SOURCE: IEEE Spectrum

Boston Dynamics has just introduced a new Atlas humanoid robotreplacing the legendary hydraulic Atlas and intended to be a commercial product. This is huge news from the company that has spent the last decade building the most dynamic humanoids that the world has ever seen, and if you haven’t read our article about the announcement (and seen the video!), you should do that right now.

We’ve had about a decade of pent-up questions about an all-electric productized version of Atlas, and we were lucky enough to speak with Boston Dynamics CEO Robert Playter to learn more about where this robot came from and how it’s going to make commercial humanoid robots (finally) happen.

Robert Playter was the Vice President of Engineering at Boston Dynamics starting in 1994, which I’m pretty sure was back when Boston Dynamics still intended to be a modeling and simulation company rather than a robotics company. Playter became the CEO in 2019, helping the company make the difficult transition from R&D to commercial products with SpotStretch, and now (or very soon) Atlas.

We talked with Playter about what the heck took Boston Dynamics so long to make this robot, what the vision is for Atlas as a product, all that extreme flexibility, and what comes next.

IEEE Spectrum: So what’s going on?

Robert Playter: Boston Dynamics has built an all-electric humanoid. It’s our newest generation of what’s been an almost 15-year effort in developing humanoids. We’re going to launch it as a product, targeting industrial applications, logistics, and places that are much more diverse than where you see Stretch—heavy objects with complex geometry, probably in manufacturing type environments. We’ve built our first robot, and we believe that’s really going to set the bar for the next generation of capabilities for this whole industry.

What took you so long?!

Playter: Well, we wanted to convince ourselves that we knew how to make a humanoid product that can handle a great diversity of tasks—much more so than our previous generations of robots—including at-pace bimanual manipulation of the types of heavy objects with complex geometry that we expect to find in industry. We also really wanted to understand the use cases, so we’ve done a lot of background work on making sure that we see where we can apply these robots fruitfully in industry.

We’ve obviously been working on this machine for a while, as we’ve been doing parallel development with our legacy Atlas. You’ve probably seen some of the videos of Atlas moving struts around—that’s the technical part of proving to ourselves that we can make this work. And then really designing a next generation machine that’s going to be an order of magnitude better than anything the world has seen.

“We’re not anxious to just show some whiz-bang tech, and we didn’t really want to indicate our intent to go here until we were convinced that there is a path to a product.”—ROBERT PLAYTER, BOSTON DYNAMICS

With Spot, it felt like Boston Dynamics developed the product first, without having a specific use case in mind: you put the robot out there and let people discover what it was good for. Is your approach different with Atlas?

▶ [Task list]
1 – According to the Atlas interview, what job did Robert Playter hold at Boston Dynamics starting in 1994?
2 – Resume the Atlas interview after its final line, continuing in the same style.
You won't need the material that comes after this interview.

▶ [Items]
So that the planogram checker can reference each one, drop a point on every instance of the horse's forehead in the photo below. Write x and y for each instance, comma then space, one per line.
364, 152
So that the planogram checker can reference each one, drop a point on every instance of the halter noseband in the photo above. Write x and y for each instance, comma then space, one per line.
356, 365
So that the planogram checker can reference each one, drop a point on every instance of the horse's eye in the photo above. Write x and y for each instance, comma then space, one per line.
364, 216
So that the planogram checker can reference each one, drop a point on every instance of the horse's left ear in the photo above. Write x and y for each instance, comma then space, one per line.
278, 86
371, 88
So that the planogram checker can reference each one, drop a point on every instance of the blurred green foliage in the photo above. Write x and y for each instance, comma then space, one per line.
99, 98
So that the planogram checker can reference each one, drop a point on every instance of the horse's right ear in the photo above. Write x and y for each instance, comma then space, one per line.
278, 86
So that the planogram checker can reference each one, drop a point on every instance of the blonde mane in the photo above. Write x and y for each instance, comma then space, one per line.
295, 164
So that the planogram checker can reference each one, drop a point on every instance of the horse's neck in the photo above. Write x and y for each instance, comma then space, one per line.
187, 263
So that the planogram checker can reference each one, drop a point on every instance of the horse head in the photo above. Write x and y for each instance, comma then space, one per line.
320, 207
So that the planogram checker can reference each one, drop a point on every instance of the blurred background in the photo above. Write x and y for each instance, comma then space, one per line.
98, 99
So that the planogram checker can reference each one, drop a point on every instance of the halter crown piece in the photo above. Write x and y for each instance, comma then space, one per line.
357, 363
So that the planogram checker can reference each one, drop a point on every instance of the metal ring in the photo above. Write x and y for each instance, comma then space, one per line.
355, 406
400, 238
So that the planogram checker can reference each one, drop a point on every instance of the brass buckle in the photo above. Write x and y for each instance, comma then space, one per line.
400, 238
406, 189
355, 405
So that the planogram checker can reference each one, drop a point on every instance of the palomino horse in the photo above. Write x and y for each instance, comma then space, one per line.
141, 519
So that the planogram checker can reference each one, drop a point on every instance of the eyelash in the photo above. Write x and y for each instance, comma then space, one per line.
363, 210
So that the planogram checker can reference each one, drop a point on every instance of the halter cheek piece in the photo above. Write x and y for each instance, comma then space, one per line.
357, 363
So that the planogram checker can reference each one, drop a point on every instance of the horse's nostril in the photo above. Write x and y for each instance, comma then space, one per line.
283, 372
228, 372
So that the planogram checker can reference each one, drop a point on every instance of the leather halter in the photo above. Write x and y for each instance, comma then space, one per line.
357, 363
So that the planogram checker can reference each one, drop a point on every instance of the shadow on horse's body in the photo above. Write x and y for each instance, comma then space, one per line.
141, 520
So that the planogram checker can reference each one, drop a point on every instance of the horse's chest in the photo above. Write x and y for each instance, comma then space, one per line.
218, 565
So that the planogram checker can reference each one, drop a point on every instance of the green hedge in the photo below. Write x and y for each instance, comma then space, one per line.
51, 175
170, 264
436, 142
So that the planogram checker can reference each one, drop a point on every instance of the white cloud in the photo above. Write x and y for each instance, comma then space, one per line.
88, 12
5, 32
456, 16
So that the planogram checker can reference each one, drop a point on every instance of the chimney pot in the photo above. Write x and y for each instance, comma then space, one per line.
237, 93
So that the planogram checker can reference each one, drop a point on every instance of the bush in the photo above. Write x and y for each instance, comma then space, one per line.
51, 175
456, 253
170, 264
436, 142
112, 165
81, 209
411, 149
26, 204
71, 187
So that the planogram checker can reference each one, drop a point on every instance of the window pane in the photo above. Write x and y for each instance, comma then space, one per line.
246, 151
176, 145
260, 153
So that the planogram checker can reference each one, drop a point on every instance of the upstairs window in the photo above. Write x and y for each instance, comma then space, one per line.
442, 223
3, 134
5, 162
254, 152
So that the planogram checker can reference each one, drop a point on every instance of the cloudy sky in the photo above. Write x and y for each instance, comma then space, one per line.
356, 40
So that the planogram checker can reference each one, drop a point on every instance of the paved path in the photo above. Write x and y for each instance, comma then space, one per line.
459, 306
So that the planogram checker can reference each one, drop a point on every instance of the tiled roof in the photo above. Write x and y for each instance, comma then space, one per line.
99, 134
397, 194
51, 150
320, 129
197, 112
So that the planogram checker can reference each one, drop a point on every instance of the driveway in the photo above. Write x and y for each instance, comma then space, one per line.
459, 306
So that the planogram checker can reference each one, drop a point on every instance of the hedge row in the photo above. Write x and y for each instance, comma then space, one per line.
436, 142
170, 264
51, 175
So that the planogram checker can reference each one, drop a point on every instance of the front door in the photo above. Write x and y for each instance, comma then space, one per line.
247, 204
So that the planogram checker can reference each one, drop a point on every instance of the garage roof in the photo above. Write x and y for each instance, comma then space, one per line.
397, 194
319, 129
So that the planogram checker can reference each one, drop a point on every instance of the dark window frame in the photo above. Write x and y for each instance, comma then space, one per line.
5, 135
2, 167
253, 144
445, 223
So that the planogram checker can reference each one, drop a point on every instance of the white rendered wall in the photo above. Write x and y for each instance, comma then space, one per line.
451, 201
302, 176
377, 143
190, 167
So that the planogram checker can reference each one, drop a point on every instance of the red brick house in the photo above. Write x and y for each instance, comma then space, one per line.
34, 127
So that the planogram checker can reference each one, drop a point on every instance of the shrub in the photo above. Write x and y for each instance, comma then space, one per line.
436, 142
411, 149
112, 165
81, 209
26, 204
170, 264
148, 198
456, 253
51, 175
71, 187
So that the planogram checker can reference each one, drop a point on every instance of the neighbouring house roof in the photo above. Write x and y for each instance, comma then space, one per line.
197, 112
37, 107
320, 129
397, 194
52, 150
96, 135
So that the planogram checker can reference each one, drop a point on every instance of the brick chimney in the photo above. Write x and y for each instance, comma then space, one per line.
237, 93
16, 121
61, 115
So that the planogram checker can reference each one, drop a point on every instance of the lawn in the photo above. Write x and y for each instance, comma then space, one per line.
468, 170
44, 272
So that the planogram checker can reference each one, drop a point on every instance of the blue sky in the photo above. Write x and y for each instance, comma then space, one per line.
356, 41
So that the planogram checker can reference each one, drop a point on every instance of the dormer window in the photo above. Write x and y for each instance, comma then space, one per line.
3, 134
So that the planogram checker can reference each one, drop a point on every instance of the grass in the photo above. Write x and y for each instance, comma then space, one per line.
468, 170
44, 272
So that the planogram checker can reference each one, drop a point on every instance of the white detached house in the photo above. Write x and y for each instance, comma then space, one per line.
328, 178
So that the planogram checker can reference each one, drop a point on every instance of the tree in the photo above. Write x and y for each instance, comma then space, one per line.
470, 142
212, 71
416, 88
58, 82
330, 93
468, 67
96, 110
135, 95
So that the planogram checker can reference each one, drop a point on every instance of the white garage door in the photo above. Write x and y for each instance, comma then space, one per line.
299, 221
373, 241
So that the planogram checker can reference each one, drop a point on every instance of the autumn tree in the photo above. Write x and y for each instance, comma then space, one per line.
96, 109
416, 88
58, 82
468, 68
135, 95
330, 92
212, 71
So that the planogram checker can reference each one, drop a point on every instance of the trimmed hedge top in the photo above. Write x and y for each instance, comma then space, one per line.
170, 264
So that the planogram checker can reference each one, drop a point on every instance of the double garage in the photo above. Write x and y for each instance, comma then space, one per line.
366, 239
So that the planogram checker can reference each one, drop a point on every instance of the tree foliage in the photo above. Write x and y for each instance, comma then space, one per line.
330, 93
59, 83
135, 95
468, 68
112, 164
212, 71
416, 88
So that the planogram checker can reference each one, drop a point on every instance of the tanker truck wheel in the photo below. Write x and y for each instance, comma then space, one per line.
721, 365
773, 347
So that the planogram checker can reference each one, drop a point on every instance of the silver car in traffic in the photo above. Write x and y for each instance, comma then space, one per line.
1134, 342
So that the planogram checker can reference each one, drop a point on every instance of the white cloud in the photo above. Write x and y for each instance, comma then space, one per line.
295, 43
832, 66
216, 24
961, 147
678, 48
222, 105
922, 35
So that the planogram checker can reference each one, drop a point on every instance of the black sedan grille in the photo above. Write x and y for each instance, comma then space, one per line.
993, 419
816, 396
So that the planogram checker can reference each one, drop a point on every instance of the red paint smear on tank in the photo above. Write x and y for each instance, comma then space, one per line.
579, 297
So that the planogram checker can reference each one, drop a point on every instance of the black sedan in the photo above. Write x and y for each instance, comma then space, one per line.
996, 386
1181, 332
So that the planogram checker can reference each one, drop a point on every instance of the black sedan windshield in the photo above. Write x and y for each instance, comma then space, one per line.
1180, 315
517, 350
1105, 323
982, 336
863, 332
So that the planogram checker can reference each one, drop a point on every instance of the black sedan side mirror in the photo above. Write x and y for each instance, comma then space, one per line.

▶ [Answers in order]
1 – Vice President of Engineering

2 –
Playter: You’re absolutely right. Spot was a technology looking for a product, and it’s taken time for us to really figure out the product market fit that we have in industrial inspection. But the challenge of that experience has left us wiser about really identifying the target applications before you say you’re going to build these things at scale.

Stretch is very different, because it had a clear target market. Atlas is going to be more like Stretch, although it’s going to be way more than a single task robot, which is kind of what Stretch is. Convincing ourselves that we could really generalize with Atlas has taken a little bit of time. This is going to be our third product in about four years. We’ve learned so much, and the world is different from that experience.

Is your vision for Atlas one of a general purpose robot?

Playter: It definitely needs to be a multi-use case robot. I believe that because I don’t think there’s very many examples where a single repetitive task is going to warrant these complex robots. I also think, though, that the practical matter is that you’re going to have to focus on a class of use cases, and really making them useful for the end customer. The lesson we’ve learned with both Spot and Stretch is that it’s critical to get out there and actually understand what makes this robot valuable to customers while making sure you’re building that into your development cycle. And if you can start that before you’ve even launched the product, then you’ll be better off.

How does thinking of this new Atlas as a product rather than a research platform change things?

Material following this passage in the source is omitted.